_Set task_
Can you retype only the lines from the one with "Exercise. Identify the wooden spindle" through the final line of the material, exactly as given?

Coordinate annotation entries
═══
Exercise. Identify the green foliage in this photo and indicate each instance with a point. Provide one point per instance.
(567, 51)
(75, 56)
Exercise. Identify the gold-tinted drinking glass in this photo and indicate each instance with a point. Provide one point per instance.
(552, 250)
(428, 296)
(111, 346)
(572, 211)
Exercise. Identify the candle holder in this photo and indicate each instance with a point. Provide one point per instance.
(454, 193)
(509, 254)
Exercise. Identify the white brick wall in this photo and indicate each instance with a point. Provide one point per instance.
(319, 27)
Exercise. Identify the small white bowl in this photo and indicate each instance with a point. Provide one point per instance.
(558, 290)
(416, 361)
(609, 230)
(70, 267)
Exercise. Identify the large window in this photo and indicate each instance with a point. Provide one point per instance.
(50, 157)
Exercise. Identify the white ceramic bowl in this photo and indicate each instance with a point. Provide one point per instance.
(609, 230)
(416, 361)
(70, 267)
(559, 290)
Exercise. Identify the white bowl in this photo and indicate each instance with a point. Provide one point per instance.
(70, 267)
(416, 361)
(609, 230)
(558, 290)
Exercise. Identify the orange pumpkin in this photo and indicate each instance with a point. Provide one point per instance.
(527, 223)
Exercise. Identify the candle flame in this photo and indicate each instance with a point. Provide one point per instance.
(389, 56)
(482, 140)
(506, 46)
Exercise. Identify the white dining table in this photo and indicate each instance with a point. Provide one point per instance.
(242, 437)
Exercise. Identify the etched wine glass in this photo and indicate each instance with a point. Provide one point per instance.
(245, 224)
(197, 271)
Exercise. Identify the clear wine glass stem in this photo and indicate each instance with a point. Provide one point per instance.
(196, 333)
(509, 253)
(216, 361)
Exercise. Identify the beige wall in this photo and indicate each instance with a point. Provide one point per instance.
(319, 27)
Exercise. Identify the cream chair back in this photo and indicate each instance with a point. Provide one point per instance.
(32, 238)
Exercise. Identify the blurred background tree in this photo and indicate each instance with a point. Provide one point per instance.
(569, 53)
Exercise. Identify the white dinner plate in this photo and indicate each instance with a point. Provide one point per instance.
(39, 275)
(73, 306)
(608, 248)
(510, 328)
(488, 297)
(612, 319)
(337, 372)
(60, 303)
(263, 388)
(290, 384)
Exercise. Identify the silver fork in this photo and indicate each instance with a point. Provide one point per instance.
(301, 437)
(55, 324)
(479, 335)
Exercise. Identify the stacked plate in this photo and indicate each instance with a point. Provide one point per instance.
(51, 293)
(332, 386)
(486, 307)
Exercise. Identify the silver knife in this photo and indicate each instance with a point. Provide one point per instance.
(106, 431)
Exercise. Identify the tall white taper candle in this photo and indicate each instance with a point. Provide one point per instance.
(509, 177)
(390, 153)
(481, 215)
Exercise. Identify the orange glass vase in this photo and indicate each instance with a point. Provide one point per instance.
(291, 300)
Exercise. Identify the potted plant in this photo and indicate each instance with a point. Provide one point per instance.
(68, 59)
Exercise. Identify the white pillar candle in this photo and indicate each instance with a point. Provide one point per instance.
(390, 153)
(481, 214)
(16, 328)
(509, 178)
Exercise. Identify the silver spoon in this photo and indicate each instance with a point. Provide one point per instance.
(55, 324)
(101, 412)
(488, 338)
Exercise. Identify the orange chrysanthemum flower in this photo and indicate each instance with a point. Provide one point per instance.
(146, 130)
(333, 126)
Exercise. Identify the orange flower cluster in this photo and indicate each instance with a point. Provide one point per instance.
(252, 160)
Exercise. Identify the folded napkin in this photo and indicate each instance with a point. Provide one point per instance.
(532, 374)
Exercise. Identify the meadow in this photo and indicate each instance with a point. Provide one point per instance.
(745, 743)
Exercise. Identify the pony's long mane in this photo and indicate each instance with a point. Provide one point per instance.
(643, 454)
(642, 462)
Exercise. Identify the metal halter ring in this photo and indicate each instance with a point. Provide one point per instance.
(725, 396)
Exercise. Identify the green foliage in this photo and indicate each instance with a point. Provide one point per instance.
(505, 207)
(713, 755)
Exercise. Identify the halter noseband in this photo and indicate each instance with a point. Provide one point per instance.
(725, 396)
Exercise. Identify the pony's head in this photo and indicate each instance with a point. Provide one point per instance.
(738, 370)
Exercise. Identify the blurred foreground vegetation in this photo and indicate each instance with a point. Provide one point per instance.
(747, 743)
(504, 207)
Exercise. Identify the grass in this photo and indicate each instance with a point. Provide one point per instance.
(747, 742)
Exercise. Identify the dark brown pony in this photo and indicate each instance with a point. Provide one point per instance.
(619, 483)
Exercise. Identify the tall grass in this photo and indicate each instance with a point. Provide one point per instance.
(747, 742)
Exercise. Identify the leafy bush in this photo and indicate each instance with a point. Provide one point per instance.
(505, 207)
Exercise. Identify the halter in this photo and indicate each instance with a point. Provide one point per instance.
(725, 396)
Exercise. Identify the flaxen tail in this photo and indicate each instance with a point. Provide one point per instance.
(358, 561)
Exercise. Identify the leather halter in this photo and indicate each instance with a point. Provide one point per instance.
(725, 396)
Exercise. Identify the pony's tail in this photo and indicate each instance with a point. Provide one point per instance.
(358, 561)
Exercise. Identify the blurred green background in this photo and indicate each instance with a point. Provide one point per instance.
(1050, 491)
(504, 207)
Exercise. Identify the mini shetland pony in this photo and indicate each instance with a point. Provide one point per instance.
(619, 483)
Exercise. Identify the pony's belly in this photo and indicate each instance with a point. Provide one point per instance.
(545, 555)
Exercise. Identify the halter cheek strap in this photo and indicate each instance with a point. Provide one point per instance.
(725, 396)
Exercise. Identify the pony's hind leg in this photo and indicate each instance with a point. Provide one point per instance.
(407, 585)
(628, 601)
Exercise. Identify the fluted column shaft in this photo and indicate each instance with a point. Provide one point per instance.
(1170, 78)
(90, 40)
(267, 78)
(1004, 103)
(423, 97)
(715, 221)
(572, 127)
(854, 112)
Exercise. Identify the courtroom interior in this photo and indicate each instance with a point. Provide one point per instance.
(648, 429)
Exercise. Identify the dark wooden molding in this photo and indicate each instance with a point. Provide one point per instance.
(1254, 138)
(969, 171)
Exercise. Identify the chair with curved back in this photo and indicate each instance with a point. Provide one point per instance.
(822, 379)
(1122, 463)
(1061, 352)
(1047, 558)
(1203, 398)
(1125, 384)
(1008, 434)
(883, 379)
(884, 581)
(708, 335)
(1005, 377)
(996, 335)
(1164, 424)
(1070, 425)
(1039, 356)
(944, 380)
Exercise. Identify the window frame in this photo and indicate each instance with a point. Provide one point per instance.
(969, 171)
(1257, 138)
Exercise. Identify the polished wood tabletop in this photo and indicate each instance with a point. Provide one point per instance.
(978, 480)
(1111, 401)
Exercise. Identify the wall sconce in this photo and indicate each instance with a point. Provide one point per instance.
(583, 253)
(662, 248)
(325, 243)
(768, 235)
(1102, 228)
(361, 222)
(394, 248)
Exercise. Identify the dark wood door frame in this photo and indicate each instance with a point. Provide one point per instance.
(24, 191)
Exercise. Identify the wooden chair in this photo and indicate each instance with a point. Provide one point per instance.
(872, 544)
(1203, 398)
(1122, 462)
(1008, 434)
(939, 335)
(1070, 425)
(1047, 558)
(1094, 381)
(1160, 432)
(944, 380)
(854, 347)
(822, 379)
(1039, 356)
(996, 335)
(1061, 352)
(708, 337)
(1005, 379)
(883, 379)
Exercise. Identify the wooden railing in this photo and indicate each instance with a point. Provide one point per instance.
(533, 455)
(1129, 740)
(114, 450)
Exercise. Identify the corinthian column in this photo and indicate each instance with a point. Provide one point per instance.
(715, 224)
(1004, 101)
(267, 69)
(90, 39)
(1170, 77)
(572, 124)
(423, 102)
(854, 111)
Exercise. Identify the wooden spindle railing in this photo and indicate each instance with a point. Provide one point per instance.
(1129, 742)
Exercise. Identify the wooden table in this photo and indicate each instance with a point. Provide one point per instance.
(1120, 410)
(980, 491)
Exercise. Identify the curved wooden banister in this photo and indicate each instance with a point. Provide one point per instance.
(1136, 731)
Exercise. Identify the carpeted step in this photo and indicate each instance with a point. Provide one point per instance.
═══
_Exercise result_
Exercise. Identify the wooden spindle railing in this photo and indicate each instance with a point. Provide one point per instance.
(1129, 742)
Exercise. Identify the wooden table in this photo and indicate each instance with a point. Provide one point per instance.
(1120, 410)
(980, 491)
Exercise. Identify the curved wooden banister in this photo and indicate each instance with a point. Provide one point per instance.
(1136, 731)
Exercise. Identify the carpeted step in this photo and indicate each instance with a point. Provide one point per instance.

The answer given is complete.